▸ **GIVEN TASK**
Set down every one of the following records again word for word, keeping each line in its original order.

______

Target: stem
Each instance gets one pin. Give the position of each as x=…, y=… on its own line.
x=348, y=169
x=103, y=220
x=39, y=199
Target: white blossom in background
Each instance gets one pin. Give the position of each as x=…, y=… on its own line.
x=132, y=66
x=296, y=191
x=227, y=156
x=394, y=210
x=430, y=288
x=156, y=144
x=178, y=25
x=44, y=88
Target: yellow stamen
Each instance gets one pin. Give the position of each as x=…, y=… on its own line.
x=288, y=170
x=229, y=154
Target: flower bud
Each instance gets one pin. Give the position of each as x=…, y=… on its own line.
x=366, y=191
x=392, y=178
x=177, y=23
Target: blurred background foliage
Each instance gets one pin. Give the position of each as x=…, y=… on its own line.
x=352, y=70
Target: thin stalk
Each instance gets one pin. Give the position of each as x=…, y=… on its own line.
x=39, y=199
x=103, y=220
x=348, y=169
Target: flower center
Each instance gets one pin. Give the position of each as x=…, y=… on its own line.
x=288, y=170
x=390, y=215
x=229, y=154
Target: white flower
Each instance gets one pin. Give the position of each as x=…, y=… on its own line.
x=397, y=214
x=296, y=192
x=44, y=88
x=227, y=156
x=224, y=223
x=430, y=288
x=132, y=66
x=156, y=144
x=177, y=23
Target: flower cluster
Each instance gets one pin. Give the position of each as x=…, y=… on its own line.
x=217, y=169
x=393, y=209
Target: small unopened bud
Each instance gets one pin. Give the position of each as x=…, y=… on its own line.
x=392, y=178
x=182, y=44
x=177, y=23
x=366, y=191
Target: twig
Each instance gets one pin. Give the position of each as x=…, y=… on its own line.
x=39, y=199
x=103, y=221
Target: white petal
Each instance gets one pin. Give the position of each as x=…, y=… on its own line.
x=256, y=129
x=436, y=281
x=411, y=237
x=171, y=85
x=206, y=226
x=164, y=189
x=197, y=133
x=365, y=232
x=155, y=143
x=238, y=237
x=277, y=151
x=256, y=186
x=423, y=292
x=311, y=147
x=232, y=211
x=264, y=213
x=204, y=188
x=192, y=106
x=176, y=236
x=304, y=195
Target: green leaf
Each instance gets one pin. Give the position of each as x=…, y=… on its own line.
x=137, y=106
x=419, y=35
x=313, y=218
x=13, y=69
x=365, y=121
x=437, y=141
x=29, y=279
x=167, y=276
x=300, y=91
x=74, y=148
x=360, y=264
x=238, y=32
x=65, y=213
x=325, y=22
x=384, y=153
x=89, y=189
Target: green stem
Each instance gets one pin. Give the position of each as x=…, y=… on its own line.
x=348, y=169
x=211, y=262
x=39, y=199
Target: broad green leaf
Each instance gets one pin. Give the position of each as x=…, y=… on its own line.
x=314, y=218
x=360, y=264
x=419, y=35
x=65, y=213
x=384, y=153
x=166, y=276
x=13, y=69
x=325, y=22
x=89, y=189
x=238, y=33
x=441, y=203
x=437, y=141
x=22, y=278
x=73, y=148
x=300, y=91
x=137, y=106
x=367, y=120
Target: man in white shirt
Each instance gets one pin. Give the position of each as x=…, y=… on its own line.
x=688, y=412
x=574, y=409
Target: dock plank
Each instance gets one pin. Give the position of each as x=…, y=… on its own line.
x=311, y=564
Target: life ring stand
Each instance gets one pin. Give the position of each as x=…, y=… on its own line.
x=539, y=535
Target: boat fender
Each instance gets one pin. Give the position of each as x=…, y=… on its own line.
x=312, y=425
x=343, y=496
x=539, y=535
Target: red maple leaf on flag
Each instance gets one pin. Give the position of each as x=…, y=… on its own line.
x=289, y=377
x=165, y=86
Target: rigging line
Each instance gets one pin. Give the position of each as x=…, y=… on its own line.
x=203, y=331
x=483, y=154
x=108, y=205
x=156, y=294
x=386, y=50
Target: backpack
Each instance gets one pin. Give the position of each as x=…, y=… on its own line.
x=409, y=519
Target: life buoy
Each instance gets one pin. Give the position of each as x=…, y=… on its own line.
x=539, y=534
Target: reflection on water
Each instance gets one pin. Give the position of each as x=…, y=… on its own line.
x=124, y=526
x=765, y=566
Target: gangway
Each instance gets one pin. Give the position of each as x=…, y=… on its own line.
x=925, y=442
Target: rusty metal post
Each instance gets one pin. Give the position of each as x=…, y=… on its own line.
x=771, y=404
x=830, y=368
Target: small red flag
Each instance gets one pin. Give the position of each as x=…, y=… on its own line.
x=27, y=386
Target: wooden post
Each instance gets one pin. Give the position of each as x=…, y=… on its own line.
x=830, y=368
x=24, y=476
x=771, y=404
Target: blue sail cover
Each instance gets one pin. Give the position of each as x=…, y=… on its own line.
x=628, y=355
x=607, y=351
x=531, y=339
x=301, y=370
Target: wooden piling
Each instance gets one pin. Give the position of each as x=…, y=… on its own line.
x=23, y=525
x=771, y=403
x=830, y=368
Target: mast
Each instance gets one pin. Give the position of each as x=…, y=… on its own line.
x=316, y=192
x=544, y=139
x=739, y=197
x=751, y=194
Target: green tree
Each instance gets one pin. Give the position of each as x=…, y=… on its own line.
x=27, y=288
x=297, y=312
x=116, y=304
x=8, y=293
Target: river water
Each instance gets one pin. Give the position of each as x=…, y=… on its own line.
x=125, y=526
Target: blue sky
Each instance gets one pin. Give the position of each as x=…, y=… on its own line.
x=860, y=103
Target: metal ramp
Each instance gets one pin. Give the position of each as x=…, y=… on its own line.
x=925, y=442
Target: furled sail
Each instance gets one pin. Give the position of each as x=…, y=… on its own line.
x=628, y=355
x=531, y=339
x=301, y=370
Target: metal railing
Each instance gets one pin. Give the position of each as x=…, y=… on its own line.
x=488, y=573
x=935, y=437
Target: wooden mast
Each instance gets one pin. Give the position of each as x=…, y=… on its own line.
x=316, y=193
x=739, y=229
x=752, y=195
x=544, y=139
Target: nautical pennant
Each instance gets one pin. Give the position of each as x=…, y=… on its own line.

______

▸ **PROBLEM SOLUTION**
Target: stem
Each instance gets one pin. Give the position of each as x=…, y=… on its own line.
x=348, y=169
x=103, y=220
x=39, y=199
Target: white blossom in background
Each instance gets one pin. Give the position of each as x=…, y=… on its own line.
x=132, y=66
x=296, y=191
x=227, y=156
x=394, y=210
x=430, y=288
x=156, y=144
x=178, y=25
x=44, y=88
Target: yellow stamen
Each instance gets one pin. Give the position of each as x=…, y=… on its own line.
x=288, y=170
x=229, y=154
Target: flower bud
Each instance gets one pin. Give the position of each as x=…, y=… on its own line.
x=366, y=191
x=392, y=178
x=177, y=23
Target: blurred background foliage
Each instance gets one pin. Give the position of each as x=…, y=… on its own line.
x=352, y=70
Target: thin stalk
Each instance gets one pin. Give the position of each as x=…, y=… on its own line.
x=39, y=199
x=103, y=220
x=348, y=169
Target: flower center
Each instance gets one pin. Give the position of each as x=…, y=… on its own line.
x=288, y=170
x=390, y=215
x=229, y=154
Target: white flower
Each instance gets one pin. Give the position of each as x=…, y=… on its own line.
x=397, y=214
x=296, y=192
x=44, y=88
x=227, y=156
x=224, y=223
x=430, y=288
x=132, y=66
x=156, y=144
x=177, y=23
Target: flower cluster
Each instance gets one pin. Give the position of each as x=…, y=… on its own line.
x=217, y=169
x=393, y=209
Target: small unopened bud
Each instance gets one pin. Give the position of each as x=…, y=… on its own line.
x=392, y=178
x=182, y=44
x=177, y=23
x=366, y=191
Target: twig
Each instance gets one pin. Give the position of each as x=…, y=… on its own line.
x=39, y=199
x=103, y=221
Target: white petal
Each instance gets one pin. Give the position of each as x=…, y=… on its own line.
x=256, y=129
x=436, y=281
x=411, y=237
x=171, y=85
x=206, y=226
x=164, y=189
x=197, y=133
x=365, y=232
x=155, y=143
x=238, y=237
x=277, y=151
x=256, y=186
x=423, y=292
x=311, y=147
x=232, y=211
x=264, y=213
x=204, y=188
x=192, y=106
x=176, y=236
x=304, y=195
Target: green leaf
Each instance gets one pin. Give the position of each as x=…, y=… on its own line.
x=137, y=106
x=419, y=35
x=313, y=218
x=13, y=69
x=365, y=121
x=437, y=141
x=29, y=279
x=167, y=276
x=300, y=91
x=74, y=148
x=360, y=264
x=238, y=32
x=65, y=213
x=325, y=22
x=384, y=153
x=89, y=189
Target: green stem
Each instance gets one pin. Give the position of each as x=…, y=… on its own line.
x=348, y=169
x=211, y=262
x=39, y=199
Target: broad green leaf
Each instance gets one pin. Give the position of each as x=…, y=… on its own line.
x=314, y=218
x=360, y=264
x=419, y=35
x=65, y=213
x=384, y=153
x=166, y=276
x=13, y=69
x=325, y=22
x=89, y=189
x=238, y=33
x=441, y=203
x=437, y=141
x=22, y=278
x=73, y=148
x=300, y=91
x=137, y=106
x=367, y=120
Target: man in white shirt
Each instance gets one pin. Give the position of each as x=…, y=… on its own line.
x=688, y=412
x=574, y=409
Target: dock plank
Each instance gets one pin. Give the position of each as x=…, y=… on its own line.
x=311, y=564
Target: life ring stand
Each instance gets one pin. Give the position of each as x=…, y=… on its own line.
x=539, y=535
Target: boat fender
Each instance gets one pin. Give the position of each as x=…, y=… on its own line.
x=312, y=425
x=343, y=496
x=539, y=535
Target: red maple leaf on flag
Each instance gets one pin. Give the position of each as x=…, y=… on its own line.
x=289, y=377
x=165, y=86
Target: rigging line
Each instance gets one pin. Give the position of each as x=…, y=… on its own line.
x=203, y=331
x=483, y=154
x=108, y=205
x=156, y=294
x=386, y=50
Target: backpack
Each instance gets one pin. Give the position of each as x=…, y=… on its own line.
x=409, y=519
Target: life buoy
Each instance gets one pin. Give the position of each as x=…, y=… on its own line.
x=539, y=534
Target: reflection on water
Each instance gets one pin. Give the position of each as x=…, y=… on its own line.
x=124, y=526
x=765, y=566
Target: gangway
Each instance gets one pin. Give the position of each as x=…, y=… on its own line.
x=925, y=442
Target: rusty metal post
Each instance gets one pin. Give the position of each as x=…, y=… on its own line.
x=771, y=404
x=830, y=368
Target: small red flag
Each instance gets one pin. Give the position of each as x=…, y=… on its own line.
x=27, y=386
Target: wooden post
Each instance gets one pin. Give the position of each as x=…, y=… on its own line.
x=830, y=368
x=24, y=476
x=771, y=404
Target: blue sail cover
Each instance gets one pin. Give the position of each as x=…, y=… on its own line.
x=628, y=355
x=607, y=351
x=531, y=339
x=301, y=370
Target: wooden piling
Each instance gets one pin. Give the position of each as x=…, y=… on its own line.
x=23, y=525
x=771, y=403
x=830, y=368
Target: mast
Each instance gets one pin. Give the position of each as x=…, y=… on its own line.
x=316, y=192
x=544, y=139
x=739, y=197
x=751, y=194
Target: green tree
Each instance gets one pin. Give the position of each as x=…, y=… on its own line.
x=27, y=288
x=297, y=312
x=116, y=304
x=8, y=293
Target: river water
Each instance gets one pin. Give the position of each as x=…, y=… on its own line.
x=125, y=526
Target: blue sky
Each instance gets one pin. Give the position of each as x=…, y=… on its own line.
x=860, y=103
Target: metal ramp
Each instance gets one pin. Give the position of each as x=…, y=… on its own line.
x=925, y=442
Target: furled sail
Each instance gets one pin. Give the position of each as x=…, y=… on its own line.
x=628, y=355
x=531, y=339
x=301, y=370
Target: metal railing
Each instance gets one pin. Give the position of each as x=…, y=… on its own line.
x=488, y=573
x=935, y=437
Target: wooden mast
Each instance gets one pin. Give the position of each as x=…, y=… on its own line.
x=316, y=193
x=739, y=229
x=752, y=195
x=544, y=139
Target: nautical pennant
Each instance gets one pin. Give the position of each as x=…, y=… on its own line.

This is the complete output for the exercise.